## begin Supplied records

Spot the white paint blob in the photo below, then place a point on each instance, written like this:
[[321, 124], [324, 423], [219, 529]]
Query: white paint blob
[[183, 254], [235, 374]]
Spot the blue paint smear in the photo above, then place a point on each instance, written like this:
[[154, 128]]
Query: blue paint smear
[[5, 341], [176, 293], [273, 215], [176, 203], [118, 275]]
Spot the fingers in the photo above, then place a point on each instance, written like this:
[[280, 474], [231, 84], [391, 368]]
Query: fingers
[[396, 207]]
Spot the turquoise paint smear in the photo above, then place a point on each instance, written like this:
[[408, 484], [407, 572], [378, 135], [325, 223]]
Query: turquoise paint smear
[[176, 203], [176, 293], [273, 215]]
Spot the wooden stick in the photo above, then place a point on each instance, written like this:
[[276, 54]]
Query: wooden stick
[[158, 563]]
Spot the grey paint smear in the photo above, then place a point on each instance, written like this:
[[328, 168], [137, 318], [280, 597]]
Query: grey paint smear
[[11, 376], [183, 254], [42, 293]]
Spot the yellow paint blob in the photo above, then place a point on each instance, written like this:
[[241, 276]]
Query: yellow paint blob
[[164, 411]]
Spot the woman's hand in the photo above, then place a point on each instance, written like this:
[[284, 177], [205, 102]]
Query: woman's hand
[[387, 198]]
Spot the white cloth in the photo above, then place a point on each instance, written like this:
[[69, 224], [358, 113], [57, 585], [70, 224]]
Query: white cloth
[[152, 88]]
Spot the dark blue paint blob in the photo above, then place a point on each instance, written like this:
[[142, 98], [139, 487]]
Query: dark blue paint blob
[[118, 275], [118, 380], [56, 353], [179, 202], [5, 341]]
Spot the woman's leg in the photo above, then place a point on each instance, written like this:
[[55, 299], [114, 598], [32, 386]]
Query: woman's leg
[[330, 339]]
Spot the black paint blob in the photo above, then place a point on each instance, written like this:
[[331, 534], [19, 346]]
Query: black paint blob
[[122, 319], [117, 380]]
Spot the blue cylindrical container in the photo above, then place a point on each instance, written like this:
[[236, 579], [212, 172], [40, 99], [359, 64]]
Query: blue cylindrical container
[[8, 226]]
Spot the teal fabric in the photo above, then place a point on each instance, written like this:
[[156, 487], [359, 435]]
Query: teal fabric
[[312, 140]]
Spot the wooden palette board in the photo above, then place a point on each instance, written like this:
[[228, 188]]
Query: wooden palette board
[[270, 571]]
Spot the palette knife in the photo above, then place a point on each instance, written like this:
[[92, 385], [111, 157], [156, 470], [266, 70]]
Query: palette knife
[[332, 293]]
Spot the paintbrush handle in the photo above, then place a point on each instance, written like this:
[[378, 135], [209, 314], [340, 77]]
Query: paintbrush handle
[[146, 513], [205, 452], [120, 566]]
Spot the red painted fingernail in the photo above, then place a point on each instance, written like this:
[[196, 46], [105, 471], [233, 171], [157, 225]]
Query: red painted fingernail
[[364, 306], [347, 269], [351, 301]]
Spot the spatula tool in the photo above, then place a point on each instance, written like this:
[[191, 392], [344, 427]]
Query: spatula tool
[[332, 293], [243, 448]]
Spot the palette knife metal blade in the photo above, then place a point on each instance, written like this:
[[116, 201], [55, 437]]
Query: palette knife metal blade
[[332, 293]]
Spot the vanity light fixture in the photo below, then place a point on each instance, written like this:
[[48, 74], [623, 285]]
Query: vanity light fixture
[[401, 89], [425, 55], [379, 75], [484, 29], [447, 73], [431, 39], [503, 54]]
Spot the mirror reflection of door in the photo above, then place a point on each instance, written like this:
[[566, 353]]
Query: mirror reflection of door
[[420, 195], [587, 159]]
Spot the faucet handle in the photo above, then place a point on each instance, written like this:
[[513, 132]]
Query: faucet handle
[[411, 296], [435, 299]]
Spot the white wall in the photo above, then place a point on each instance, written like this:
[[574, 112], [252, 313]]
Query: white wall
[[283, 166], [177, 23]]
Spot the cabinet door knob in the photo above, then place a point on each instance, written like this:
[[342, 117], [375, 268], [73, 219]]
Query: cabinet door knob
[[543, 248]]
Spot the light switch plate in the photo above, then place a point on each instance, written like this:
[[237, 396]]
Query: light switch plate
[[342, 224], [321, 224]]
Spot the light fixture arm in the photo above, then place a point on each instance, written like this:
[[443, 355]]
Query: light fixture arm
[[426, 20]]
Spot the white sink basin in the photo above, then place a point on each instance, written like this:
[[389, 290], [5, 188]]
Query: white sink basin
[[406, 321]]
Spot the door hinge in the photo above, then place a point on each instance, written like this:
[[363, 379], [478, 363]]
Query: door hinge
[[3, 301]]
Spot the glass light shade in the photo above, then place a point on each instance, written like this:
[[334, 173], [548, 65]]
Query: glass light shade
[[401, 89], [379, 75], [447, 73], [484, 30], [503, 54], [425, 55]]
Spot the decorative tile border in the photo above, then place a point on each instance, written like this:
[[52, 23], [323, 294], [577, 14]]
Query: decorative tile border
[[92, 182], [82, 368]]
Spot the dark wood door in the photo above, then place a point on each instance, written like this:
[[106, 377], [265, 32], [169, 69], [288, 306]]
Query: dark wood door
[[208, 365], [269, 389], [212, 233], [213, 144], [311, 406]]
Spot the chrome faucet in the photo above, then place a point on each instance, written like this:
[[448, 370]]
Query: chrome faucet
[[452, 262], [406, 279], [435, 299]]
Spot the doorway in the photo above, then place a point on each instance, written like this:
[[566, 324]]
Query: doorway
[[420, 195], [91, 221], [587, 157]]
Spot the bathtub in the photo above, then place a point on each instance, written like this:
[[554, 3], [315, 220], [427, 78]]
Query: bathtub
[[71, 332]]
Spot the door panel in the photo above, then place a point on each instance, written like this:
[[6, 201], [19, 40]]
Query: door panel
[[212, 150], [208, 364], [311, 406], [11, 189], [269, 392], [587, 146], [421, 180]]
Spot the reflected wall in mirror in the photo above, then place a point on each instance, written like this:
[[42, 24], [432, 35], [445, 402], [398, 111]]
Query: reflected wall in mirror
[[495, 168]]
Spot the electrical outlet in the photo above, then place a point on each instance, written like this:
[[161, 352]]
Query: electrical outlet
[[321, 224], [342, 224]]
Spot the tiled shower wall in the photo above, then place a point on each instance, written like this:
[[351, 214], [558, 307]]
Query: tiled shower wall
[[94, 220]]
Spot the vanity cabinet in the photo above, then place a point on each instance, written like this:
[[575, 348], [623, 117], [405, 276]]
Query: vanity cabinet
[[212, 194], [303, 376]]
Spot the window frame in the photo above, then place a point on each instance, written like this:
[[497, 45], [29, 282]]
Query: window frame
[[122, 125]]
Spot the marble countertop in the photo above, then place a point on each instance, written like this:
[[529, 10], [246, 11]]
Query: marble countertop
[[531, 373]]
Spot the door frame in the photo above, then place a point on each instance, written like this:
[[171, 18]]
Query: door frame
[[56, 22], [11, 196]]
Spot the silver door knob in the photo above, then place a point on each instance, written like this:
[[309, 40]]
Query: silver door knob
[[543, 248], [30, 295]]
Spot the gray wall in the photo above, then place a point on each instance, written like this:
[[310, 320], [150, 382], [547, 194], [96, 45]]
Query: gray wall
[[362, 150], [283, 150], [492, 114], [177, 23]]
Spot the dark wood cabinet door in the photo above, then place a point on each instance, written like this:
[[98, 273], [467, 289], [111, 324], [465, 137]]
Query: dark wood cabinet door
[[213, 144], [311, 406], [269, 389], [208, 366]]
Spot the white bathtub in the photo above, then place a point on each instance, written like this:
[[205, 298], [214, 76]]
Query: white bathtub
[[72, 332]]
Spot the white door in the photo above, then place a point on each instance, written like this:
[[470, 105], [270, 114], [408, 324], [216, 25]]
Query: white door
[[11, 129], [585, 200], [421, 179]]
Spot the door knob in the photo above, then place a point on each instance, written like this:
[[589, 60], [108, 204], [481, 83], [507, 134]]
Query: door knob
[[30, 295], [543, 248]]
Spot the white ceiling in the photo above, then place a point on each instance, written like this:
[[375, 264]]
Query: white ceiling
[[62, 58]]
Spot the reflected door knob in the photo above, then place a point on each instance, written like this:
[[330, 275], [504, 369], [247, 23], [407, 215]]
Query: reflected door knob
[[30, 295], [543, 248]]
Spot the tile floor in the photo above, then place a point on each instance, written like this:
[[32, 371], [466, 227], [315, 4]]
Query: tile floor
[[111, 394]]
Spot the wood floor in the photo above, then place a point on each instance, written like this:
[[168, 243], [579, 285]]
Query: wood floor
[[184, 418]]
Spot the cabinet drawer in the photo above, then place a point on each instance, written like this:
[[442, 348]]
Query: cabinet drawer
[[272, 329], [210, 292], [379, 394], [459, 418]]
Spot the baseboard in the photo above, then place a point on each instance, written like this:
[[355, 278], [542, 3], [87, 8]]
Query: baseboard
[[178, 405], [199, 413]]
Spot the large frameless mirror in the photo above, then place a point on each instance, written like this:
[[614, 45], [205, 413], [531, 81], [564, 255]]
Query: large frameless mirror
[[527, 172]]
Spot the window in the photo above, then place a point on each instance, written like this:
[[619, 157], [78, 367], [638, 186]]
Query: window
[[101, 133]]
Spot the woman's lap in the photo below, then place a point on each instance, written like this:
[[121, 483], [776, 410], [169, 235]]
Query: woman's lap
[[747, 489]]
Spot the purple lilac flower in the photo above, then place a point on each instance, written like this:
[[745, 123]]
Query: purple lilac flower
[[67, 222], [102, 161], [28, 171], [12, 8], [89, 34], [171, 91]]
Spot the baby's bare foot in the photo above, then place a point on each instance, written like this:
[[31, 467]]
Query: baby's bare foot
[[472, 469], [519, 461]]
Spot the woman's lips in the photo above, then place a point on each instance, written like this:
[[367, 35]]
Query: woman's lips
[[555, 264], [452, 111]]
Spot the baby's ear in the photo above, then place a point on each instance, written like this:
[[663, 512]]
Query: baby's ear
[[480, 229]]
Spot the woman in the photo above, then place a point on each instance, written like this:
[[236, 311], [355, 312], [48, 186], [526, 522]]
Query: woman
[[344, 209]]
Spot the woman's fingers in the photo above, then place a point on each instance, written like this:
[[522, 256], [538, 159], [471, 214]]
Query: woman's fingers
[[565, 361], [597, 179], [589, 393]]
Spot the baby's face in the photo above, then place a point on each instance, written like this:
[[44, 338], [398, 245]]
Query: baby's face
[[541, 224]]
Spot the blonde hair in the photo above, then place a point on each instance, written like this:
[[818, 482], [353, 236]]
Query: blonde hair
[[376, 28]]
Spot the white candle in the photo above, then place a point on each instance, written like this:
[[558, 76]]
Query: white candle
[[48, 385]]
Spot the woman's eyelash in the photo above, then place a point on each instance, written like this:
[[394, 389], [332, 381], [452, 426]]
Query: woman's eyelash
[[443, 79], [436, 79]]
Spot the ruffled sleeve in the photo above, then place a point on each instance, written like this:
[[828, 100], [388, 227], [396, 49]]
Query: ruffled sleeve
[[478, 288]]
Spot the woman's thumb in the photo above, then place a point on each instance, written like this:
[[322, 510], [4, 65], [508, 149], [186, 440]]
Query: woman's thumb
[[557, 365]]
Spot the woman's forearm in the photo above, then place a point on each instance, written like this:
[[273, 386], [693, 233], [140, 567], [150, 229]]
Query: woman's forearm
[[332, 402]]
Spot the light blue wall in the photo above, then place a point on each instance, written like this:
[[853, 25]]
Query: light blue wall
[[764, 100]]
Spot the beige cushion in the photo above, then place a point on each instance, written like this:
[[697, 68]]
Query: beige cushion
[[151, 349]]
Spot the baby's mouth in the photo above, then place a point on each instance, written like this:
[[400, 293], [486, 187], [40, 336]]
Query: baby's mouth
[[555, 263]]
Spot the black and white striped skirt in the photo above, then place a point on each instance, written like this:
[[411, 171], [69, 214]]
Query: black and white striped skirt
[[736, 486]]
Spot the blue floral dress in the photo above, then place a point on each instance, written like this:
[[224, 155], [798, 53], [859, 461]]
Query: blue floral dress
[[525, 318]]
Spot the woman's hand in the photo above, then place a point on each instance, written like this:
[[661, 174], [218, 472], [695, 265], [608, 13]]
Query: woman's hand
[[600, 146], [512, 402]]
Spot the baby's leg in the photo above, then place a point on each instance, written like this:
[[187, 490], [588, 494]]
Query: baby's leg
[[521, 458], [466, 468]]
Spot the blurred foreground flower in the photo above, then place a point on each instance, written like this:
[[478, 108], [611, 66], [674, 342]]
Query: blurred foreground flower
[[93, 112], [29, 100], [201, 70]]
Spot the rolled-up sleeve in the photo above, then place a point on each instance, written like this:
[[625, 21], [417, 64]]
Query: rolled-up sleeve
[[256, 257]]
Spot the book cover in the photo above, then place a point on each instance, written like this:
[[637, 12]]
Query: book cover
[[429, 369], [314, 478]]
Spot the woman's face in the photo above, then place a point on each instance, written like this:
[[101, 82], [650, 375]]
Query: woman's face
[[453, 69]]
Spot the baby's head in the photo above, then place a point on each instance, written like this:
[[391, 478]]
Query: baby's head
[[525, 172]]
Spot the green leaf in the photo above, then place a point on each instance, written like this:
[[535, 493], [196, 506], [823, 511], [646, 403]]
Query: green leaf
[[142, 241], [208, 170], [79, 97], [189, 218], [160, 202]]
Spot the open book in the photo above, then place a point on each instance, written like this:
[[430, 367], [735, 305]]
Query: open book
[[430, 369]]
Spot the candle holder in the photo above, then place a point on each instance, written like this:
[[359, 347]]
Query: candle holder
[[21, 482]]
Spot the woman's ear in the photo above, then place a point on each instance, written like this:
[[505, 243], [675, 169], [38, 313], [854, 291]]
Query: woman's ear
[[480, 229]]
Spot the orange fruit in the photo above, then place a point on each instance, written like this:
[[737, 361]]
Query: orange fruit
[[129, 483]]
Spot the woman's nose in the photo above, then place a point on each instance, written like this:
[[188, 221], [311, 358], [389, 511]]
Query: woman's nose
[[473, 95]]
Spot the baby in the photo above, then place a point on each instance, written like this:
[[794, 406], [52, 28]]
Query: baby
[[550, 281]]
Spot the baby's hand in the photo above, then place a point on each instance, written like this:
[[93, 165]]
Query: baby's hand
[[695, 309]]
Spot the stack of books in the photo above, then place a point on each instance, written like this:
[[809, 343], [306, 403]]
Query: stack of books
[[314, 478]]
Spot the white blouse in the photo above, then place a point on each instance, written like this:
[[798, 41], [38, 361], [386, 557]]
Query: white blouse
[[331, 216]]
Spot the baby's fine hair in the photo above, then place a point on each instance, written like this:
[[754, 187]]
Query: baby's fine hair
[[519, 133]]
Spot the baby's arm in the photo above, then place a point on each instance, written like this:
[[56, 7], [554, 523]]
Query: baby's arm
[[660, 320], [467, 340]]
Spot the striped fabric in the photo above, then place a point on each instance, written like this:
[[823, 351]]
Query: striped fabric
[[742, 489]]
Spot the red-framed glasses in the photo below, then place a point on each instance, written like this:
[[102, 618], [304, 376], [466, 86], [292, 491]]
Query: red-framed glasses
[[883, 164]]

## end Supplied records

**Stated goal**
Express the stretch from the line containing "Spot the striped" through the end of the rows as a Markdown table with the columns Number and Line. Number each line and skip any blank lines.

**Complete answer**
| Number | Line |
|---|---|
| 1 | Spot the striped fabric in the photo above, then place a point on each instance, written like this: |
| 2 | [[823, 351]] |
| 3 | Query: striped fabric |
| 4 | [[742, 489]] |
| 5 | Spot the red-framed glasses in the photo below, then place a point on each instance, written like this: |
| 6 | [[102, 618], [304, 376], [466, 86], [292, 491]] |
| 7 | Query: red-framed glasses |
| 8 | [[883, 164]] |